** Begin Records supplied **

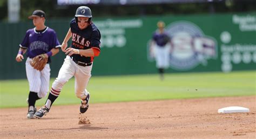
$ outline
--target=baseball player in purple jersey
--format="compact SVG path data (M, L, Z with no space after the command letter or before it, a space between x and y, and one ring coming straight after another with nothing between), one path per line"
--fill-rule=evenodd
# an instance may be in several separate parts
M51 56L56 54L61 46L58 40L55 31L44 24L45 13L39 10L33 12L29 19L33 19L35 27L28 30L22 43L19 44L19 50L16 60L21 62L24 59L23 54L26 52L26 73L29 83L29 94L27 100L29 103L28 119L34 118L36 112L35 106L36 101L47 94L49 88L50 66ZM35 57L44 54L48 58L48 63L44 69L38 71L33 68L30 61Z
M157 23L158 30L152 37L151 44L151 51L156 59L156 67L160 75L160 79L164 79L164 70L169 67L169 53L170 50L170 39L165 32L165 24L162 21Z
M58 77L52 84L45 105L35 114L35 116L42 118L46 115L60 94L63 85L73 76L75 92L81 100L80 112L84 113L87 110L90 94L86 87L91 77L93 58L99 55L100 51L100 33L91 19L89 8L83 6L77 9L62 45L62 51L68 55L59 70ZM66 48L70 38L71 47Z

** End Records supplied **

- [Work instructions]: Render the listing above as a Markdown table with the columns "Row" and "Listing line," numbering each non-blank line in order and leaving out the pictures.

- [Answer to the problem]:
| Row | Listing line |
|---|---|
| 1 | $ outline |
| 2 | --target=baseball player in purple jersey |
| 3 | --format="compact SVG path data (M, L, Z with no space after the command letter or before it, a space between x and y, and one ring coming straight after another with nothing between), one path per line" |
| 4 | --fill-rule=evenodd |
| 5 | # an instance may be in several separate parts |
| 6 | M51 56L56 54L61 46L58 40L55 31L44 24L45 13L39 10L33 12L29 19L33 19L35 27L28 30L22 43L19 44L19 50L16 60L21 62L24 59L23 54L26 52L26 73L29 83L29 94L27 100L29 103L28 119L34 118L36 112L35 106L36 101L47 94L49 88L50 66ZM35 57L44 54L48 58L48 63L44 69L38 71L33 68L30 61Z |
| 7 | M157 23L158 30L152 37L151 44L151 51L156 59L156 67L160 75L160 79L164 79L164 70L169 67L169 53L170 50L170 39L165 32L165 24L162 21Z |
| 8 | M58 77L52 84L45 105L35 114L35 116L42 118L46 115L60 94L63 85L73 76L75 92L81 100L80 112L84 113L87 110L90 94L86 87L91 77L93 58L99 55L100 51L100 33L91 19L89 8L83 6L77 9L62 45L62 51L68 55L59 70ZM66 48L70 38L71 47Z |